A Better Technique for Feed Analysis
To address the problem, Johns Hopkins researchers developed a statistical algorithm which examines various aspects of language, including the grammar of tweets, and assigns variables to tweets containing certain features, for example:
- A URL link in the message, indicating that someone is sharing content rather than suffering from the illness.
- A question mark, signaling that the user needs information (rather than necessarily being sick).
- The grammatical composition of the tweet (i.e., which nouns, verbs, and pronouns are being used, and in what sequence).
"When you look at Twitter posts, you can see people talking about being afraid of catching the flu or asking friends if they should get a flu shot or mentioning a public figure who seems to be ill," said Mark Dredze, assistant research professor in the Department of Computer Science.
"But posts like this don't measure how many people have actually contracted the flu. We wanted to separate hype about the flu from messages from people who truly become ill."
Factors That Skew Results
Moreover, various public events can drive media buzz, distorting the data sample.

:: INFORMATION GIVEN ::
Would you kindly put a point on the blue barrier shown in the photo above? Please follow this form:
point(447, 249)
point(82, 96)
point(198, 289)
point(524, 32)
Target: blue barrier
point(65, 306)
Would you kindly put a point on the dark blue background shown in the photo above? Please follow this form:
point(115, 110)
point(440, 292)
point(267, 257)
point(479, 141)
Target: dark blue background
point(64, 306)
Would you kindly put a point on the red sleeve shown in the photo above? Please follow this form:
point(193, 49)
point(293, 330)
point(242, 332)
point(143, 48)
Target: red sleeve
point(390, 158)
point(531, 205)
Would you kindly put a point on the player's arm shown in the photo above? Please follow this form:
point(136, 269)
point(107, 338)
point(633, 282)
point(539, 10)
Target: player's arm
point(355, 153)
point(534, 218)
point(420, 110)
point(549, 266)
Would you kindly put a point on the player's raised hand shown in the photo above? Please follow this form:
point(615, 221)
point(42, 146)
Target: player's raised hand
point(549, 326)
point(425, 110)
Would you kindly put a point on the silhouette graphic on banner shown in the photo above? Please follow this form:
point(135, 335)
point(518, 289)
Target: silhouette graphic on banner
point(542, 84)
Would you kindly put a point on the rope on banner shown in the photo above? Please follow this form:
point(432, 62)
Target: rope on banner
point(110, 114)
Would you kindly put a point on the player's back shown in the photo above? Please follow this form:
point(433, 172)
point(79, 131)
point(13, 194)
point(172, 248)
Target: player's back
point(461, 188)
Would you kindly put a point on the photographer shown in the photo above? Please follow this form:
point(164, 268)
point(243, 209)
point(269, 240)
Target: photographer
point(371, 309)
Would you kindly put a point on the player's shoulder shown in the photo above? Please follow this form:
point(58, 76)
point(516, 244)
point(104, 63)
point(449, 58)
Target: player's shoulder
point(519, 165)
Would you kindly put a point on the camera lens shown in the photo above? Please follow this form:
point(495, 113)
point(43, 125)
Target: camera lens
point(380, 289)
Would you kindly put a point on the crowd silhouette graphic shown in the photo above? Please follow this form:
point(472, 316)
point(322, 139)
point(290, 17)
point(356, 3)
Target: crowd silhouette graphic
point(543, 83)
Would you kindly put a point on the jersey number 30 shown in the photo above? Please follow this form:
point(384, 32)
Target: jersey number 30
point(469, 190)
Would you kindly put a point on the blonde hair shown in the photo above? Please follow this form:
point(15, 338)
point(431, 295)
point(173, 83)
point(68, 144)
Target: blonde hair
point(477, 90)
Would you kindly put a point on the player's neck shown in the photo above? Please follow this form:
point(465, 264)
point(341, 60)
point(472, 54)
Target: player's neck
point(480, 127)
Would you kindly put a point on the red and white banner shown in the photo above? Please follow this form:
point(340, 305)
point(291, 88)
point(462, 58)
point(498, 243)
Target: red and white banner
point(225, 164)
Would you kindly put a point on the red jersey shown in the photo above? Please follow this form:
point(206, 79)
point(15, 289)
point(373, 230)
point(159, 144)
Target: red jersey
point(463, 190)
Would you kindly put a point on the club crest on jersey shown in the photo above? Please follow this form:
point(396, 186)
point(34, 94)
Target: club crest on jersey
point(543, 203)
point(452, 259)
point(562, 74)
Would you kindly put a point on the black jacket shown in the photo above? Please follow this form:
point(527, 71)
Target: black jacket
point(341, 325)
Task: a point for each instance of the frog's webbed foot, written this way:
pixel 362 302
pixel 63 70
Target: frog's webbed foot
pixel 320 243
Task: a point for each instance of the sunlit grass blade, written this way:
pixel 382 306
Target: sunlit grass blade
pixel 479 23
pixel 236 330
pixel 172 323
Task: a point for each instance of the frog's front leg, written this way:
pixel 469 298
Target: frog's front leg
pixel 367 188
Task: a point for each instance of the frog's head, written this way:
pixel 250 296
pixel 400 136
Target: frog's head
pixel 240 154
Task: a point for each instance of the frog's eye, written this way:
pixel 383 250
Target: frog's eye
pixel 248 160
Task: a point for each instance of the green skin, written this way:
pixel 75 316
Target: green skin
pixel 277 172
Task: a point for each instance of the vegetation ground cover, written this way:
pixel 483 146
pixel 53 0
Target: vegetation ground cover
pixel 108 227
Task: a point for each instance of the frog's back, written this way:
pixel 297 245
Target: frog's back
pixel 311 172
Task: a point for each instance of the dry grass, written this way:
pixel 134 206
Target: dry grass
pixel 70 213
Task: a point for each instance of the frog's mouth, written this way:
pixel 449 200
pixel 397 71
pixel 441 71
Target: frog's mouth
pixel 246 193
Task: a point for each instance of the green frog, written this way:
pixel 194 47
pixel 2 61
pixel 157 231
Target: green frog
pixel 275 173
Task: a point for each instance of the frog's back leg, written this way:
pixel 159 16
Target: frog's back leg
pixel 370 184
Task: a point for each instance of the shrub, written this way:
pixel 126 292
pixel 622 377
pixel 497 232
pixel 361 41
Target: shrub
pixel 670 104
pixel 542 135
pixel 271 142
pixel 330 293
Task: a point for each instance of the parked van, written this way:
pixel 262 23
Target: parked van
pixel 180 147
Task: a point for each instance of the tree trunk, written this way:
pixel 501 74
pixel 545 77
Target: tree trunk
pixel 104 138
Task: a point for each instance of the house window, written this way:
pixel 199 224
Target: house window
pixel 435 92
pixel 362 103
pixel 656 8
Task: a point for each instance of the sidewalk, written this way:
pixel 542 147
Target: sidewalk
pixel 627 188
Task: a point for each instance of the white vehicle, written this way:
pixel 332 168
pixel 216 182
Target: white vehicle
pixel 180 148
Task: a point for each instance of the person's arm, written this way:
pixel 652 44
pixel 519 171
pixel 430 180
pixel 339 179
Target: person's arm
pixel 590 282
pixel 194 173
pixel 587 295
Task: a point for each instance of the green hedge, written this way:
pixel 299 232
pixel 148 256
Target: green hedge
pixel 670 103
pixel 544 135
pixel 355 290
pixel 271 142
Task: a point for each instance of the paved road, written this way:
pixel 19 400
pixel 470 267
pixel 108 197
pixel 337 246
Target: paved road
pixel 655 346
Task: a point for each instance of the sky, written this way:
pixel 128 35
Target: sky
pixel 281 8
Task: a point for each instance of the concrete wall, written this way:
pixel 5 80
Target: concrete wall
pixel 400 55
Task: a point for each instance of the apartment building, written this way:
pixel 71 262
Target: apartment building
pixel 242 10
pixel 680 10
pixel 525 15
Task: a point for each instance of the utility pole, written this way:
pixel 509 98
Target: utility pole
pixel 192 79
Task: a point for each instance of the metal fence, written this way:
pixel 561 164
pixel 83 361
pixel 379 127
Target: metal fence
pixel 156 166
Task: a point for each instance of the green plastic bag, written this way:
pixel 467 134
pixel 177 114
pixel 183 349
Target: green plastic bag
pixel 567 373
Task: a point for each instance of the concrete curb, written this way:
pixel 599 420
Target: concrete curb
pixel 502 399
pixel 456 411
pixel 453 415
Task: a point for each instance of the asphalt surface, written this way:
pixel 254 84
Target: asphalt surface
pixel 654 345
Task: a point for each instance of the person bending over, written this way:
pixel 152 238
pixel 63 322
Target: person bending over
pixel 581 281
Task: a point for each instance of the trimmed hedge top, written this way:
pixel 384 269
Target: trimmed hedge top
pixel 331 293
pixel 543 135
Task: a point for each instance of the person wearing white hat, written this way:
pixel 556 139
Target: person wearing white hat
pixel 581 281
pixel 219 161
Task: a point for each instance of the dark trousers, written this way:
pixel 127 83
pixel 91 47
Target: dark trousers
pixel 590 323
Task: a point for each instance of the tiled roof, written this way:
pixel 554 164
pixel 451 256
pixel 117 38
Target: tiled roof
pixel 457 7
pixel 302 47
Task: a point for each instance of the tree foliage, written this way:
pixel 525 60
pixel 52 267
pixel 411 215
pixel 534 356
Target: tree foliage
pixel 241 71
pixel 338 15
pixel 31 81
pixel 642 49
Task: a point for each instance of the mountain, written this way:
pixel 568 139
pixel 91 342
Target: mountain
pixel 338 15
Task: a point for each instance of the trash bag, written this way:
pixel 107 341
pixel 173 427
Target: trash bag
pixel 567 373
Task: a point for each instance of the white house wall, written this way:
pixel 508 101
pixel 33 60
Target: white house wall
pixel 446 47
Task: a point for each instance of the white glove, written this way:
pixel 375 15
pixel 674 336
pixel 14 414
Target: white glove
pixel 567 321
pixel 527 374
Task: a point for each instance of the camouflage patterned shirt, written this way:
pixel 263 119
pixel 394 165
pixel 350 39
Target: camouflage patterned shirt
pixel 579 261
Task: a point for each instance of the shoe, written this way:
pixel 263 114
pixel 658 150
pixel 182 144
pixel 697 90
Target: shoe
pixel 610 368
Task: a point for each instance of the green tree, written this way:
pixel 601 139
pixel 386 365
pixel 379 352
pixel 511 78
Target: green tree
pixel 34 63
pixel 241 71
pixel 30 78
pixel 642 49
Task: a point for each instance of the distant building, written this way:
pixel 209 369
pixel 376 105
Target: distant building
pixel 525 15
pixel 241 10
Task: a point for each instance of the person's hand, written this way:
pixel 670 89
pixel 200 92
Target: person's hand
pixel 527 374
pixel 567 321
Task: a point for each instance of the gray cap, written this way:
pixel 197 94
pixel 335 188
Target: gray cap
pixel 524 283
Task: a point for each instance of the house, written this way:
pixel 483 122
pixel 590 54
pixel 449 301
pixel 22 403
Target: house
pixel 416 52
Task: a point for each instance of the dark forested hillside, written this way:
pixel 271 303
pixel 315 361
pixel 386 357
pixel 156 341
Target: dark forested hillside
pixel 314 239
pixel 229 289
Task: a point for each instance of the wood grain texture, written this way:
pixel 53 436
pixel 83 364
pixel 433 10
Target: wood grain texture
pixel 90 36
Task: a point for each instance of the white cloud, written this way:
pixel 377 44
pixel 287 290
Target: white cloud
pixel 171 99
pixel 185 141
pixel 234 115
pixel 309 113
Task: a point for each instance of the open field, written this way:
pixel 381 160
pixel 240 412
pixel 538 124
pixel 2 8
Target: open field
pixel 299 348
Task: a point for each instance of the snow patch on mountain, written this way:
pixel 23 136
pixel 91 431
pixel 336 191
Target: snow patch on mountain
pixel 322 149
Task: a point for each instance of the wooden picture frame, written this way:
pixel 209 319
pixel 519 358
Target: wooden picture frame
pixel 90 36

:: PROBLEM ::
What does the passage on analyzing flu tweets say from "- A question" up to and including "the data sample."? Reproduce that stretch word for word.

:: TASK SOLUTION ::
- A question mark, signaling that the user needs information (rather than necessarily being sick).
- The grammatical composition of the tweet (i.e., which nouns, verbs, and pronouns are being used, and in what sequence).
"When you look at Twitter posts, you can see people talking about being afraid of catching the flu or asking friends if they should get a flu shot or mentioning a public figure who seems to be ill," said Mark Dredze, assistant research professor in the Department of Computer Science.
"But posts like this don't measure how many people have actually contracted the flu. We wanted to separate hype about the flu from messages from people who truly become ill."
Factors That Skew Results
Moreover, various public events can drive media buzz, distorting the data sample.